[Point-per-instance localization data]
- - - -

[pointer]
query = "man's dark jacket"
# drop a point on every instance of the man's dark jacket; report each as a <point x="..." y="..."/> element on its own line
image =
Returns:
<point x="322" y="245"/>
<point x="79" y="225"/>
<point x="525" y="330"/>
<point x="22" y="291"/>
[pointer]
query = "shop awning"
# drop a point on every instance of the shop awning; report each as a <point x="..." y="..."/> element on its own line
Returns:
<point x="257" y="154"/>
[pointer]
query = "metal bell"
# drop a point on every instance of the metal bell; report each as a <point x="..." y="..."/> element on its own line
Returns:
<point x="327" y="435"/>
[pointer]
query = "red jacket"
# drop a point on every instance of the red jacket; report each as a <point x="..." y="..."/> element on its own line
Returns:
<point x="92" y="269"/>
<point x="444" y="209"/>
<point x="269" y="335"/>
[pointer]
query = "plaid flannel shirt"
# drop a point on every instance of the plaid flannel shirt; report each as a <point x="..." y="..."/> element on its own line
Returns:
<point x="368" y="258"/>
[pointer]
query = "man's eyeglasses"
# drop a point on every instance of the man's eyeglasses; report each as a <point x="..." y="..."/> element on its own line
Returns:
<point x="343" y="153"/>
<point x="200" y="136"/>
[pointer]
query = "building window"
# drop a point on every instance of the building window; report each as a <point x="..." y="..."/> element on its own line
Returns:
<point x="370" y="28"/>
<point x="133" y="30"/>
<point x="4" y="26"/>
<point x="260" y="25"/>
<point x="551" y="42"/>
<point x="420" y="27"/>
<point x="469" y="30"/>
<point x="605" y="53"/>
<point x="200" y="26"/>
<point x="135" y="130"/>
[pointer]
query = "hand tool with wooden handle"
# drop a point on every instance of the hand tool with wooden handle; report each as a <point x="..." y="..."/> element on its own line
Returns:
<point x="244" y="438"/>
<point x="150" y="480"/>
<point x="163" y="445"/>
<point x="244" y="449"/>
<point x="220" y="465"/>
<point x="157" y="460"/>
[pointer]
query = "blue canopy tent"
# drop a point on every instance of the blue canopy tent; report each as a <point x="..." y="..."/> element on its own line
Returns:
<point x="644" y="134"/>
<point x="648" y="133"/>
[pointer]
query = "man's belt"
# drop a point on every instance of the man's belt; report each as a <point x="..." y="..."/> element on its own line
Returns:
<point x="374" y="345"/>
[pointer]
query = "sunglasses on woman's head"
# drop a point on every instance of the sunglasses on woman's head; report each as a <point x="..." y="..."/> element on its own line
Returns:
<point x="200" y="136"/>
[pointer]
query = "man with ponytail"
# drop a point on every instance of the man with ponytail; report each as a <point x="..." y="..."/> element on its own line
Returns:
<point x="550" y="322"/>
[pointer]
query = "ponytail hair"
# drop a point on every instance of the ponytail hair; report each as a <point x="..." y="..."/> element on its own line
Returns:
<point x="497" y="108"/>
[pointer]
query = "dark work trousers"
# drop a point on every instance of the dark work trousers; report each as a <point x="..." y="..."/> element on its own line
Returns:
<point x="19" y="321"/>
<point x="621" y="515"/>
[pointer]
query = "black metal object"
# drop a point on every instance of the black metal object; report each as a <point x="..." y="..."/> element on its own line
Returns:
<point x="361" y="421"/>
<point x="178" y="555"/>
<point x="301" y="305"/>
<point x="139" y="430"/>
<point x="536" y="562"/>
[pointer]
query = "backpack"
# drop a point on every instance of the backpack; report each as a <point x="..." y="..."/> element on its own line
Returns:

- - - -

Your objective: Gather each line from the entries above that includes the word "hand".

Completed task:
query = "hand tool with wooden handle"
# drop a point on every instance of the hand tool with wooden handle; report each as a <point x="..." y="..."/> element on its own line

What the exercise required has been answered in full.